Reading passage =
____________
Kindaland Pty Ltd trading as Kindaland Childcare Centre
[2013] FWC 8108
•15 OCTOBER 2013
[2013] FWC 8108 |
FAIR WORK COMMISSION |
DECISION |
Fair Work Act 2009
s.185—Application for approval of a single-enterprise agreement
Kindaland Pty Ltd trading as Kindaland Childcare Centre
(AG2013/2577)
DEPUTY PRESIDENT SMITH | MELBOURNE, 15 OCTOBER 2013 |
Application for approval of the Enterprise Agreement 2013 Kindaland Pty Ltd—application dismissed.
[1] On 28 August 2013 Kindaland Pty Ltd lodged an application for approval of the Enterprise Agreement 2013 Kindaland Pty Ltd (the Agreement). The Agreement was approved by employees on 27 August 2013. The notice of representational rights was issued to employees on 22 July 2013.
[2] On 6 September 2013 I wrote to Kindaland Pty Ltd (the applicant) outlining a number of concerns. On 11 September 2013 the applicant responded and provided further information which satisfied my concerns relating to missing information in the application.
[3] In the letter mentioned above I also raised concerns about the applicant’s notice of representational rights which does not comply with s.174 of the Fair Work Act 2009 (the Act).
____________
Exercise task a =
Revise the records from their start through the line containing "[483,309,555,361]", replacing "Study" with "Examine" and keeping everything else the same. Give only those lines.
____________
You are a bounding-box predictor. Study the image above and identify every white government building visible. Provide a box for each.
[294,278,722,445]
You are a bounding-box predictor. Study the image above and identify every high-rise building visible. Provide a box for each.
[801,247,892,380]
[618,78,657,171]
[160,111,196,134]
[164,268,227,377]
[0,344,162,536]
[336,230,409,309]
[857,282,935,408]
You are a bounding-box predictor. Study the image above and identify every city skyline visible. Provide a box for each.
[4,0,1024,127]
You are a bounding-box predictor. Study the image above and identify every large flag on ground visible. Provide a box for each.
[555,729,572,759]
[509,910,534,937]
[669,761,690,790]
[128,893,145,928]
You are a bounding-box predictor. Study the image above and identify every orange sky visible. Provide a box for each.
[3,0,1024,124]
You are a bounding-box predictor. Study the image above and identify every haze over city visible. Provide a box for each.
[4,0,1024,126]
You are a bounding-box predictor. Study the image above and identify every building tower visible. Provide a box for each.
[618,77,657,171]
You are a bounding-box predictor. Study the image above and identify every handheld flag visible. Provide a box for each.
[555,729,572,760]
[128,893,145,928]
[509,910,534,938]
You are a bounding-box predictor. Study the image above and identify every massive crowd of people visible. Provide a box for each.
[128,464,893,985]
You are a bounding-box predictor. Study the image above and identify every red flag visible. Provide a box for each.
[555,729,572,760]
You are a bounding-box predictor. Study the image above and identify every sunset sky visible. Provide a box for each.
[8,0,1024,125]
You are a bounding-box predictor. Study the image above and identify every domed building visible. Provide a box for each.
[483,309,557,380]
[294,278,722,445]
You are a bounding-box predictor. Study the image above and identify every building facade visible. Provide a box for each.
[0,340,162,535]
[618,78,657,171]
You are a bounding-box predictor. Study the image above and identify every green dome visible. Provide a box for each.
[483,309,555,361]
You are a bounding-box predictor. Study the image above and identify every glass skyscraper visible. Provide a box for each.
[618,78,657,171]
____________
Exercise task b =
Answer these questions from the Fair Work Commission decision:
(i) On what date did Kindaland Pty Ltd lodge its application for approval of the Agreement?
(ii) On what date was the notice of representational rights issued to employees?
(iii) With which section of the Fair Work Act 2009 does the applicant's notice of representational rights not comply?

Full output a =
You are a bounding-box predictor. Examine the image above and identify every white government building visible. Provide a box for each.
[294,278,722,445]
You are a bounding-box predictor. Examine the image above and identify every high-rise building visible. Provide a box for each.
[801,247,892,380]
[618,78,657,171]
[160,111,196,134]
[164,268,227,377]
[0,344,162,536]
[336,230,409,309]
[857,282,935,408]
You are a bounding-box predictor. Examine the image above and identify every city skyline visible. Provide a box for each.
[4,0,1024,127]
You are a bounding-box predictor. Examine the image above and identify every large flag on ground visible. Provide a box for each.
[555,729,572,759]
[509,910,534,937]
[669,761,690,790]
[128,893,145,928]
You are a bounding-box predictor. Examine the image above and identify every orange sky visible. Provide a box for each.
[3,0,1024,124]
You are a bounding-box predictor. Examine the image above and identify every haze over city visible. Provide a box for each.
[4,0,1024,126]
You are a bounding-box predictor. Examine the image above and identify every building tower visible. Provide a box for each.
[618,77,657,171]
You are a bounding-box predictor. Examine the image above and identify every handheld flag visible. Provide a box for each.
[555,729,572,760]
[128,893,145,928]
[509,910,534,938]
You are a bounding-box predictor. Examine the image above and identify every massive crowd of people visible. Provide a box for each.
[128,464,893,985]
You are a bounding-box predictor. Examine the image above and identify every red flag visible. Provide a box for each.
[555,729,572,760]
You are a bounding-box predictor. Examine the image above and identify every sunset sky visible. Provide a box for each.
[8,0,1024,125]
You are a bounding-box predictor. Examine the image above and identify every domed building visible. Provide a box for each.
[483,309,557,380]
[294,278,722,445]
You are a bounding-box predictor. Examine the image above and identify every building facade visible. Provide a box for each.
[0,340,162,535]
[618,78,657,171]
You are a bounding-box predictor. Examine the image above and identify every green dome visible. Provide a box for each.
[483,309,555,361]

Full output b =
(i) 28 August 2013
(ii) 22 July 2013
(iii) s.174